▶ Exercise goal: All of the records below should be output exactly.

▶ Data records:
[START]

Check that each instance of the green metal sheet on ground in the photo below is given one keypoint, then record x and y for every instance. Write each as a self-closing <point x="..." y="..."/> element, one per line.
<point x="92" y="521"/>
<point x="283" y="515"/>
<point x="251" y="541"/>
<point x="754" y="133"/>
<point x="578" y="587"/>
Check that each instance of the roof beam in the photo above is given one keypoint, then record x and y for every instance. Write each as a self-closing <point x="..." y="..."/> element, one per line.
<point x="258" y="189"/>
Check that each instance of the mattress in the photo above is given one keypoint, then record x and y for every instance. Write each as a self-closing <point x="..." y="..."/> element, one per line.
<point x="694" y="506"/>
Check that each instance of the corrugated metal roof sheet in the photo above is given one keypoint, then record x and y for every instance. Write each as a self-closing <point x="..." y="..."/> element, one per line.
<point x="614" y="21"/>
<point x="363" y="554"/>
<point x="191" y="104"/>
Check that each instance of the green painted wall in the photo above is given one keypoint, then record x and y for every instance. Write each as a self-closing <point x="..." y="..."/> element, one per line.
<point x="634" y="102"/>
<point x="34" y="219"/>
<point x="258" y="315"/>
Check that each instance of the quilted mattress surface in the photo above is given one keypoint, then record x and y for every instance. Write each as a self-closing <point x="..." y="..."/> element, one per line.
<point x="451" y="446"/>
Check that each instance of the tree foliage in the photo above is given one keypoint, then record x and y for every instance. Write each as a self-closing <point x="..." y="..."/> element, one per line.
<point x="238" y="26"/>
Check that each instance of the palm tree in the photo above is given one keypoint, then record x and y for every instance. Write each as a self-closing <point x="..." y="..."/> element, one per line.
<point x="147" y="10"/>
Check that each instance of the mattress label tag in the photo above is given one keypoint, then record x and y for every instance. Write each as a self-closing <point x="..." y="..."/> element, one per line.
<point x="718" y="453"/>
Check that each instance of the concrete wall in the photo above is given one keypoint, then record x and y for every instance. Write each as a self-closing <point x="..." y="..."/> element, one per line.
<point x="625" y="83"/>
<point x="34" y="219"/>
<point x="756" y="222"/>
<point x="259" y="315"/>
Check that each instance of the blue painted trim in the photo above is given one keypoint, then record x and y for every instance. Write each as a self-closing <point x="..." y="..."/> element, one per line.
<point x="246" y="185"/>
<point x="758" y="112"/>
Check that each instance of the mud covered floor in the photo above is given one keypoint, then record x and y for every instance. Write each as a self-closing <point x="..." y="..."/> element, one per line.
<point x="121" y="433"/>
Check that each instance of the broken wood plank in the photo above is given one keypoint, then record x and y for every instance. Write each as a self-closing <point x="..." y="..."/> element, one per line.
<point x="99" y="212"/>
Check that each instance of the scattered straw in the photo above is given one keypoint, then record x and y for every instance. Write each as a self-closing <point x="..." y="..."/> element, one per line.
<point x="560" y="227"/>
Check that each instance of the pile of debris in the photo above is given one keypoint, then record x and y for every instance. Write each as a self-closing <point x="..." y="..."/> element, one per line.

[END]

▶ Task output:
Check that each instance of the green metal sheet on ground in the photo below is given one keypoint, then record x and y for every instance. Write each as a self-closing <point x="..." y="..."/> element, one per line.
<point x="92" y="521"/>
<point x="283" y="515"/>
<point x="251" y="541"/>
<point x="754" y="133"/>
<point x="578" y="587"/>
Check that each instance of the roof beam in the photo above is given one keypoint, then record x and y for every instance. Write each as a self-closing <point x="..." y="..."/> element, one per line.
<point x="258" y="189"/>
Check that each instance of the mattress in the photo above is given one keypoint, then record x and y for every instance. Write each as a self-closing <point x="..." y="..."/> element, one per line.
<point x="694" y="506"/>
Check that each instance of the corrugated metal roof sheet in the photo above is given one keypoint, then record x and y for every instance. Write each as a self-closing <point x="..." y="..."/> element, one per line.
<point x="614" y="21"/>
<point x="363" y="554"/>
<point x="191" y="104"/>
Check that each instance of the green painted wall in the photo above is given one keypoint, then record x and y for every instance. Write each as a self-closing <point x="..." y="..."/> element, one per line.
<point x="634" y="102"/>
<point x="34" y="219"/>
<point x="258" y="315"/>
Check that each instance of the quilted mattress surface in the photo above is given one keypoint, then record x and y for every instance. Write each as a self-closing <point x="..." y="..."/> element, one per line.
<point x="451" y="446"/>
Check that each instance of the tree foliage in the photo above is given one keypoint, then record x and y for every instance. Write each as a self-closing <point x="..." y="..."/> element, one per line.
<point x="238" y="26"/>
Check that each instance of the palm tree in the photo above is given one keypoint, then record x and y for every instance. Write each as a self-closing <point x="..." y="..."/> element, one per line.
<point x="147" y="10"/>
Check that each instance of the mattress label tag in the photo above is given one keypoint, then record x and y for every instance. Write each as a self-closing <point x="..." y="..."/> element, one per line.
<point x="718" y="453"/>
Check that each instance of the concrete wall in the photo above is given one keypoint, then record x and y for every instance. Write each as a self-closing <point x="..." y="..."/> element, one per line.
<point x="625" y="83"/>
<point x="34" y="219"/>
<point x="756" y="222"/>
<point x="259" y="315"/>
Check that each instance of the blue painted trim in the photo above is given one keypoint, then record x and y for every instance. Write each as a self-closing <point x="..." y="..."/> element, one per line.
<point x="246" y="185"/>
<point x="758" y="112"/>
Check that each instance of the mud covered floor in the photo above is given one keypoint, then record x and y for every instance. Write each as a self-closing <point x="..." y="..."/> element, one per line.
<point x="121" y="433"/>
Check that each instance of the broken wood plank in the photo above is given one keypoint, then record x and y for every instance. Write each as a self-closing <point x="..." y="..."/> element, one per line.
<point x="99" y="212"/>
Check that each instance of the scattered straw in the photo above is given one keypoint, then record x and y for every instance. Write each as a self-closing <point x="..." y="..."/> element, one per line.
<point x="560" y="227"/>
Check that each instance of the pile of debris in the photo above is given one keypoint, then record x and y for every instance. Write each as a self-closing <point x="..." y="..."/> element, one per line.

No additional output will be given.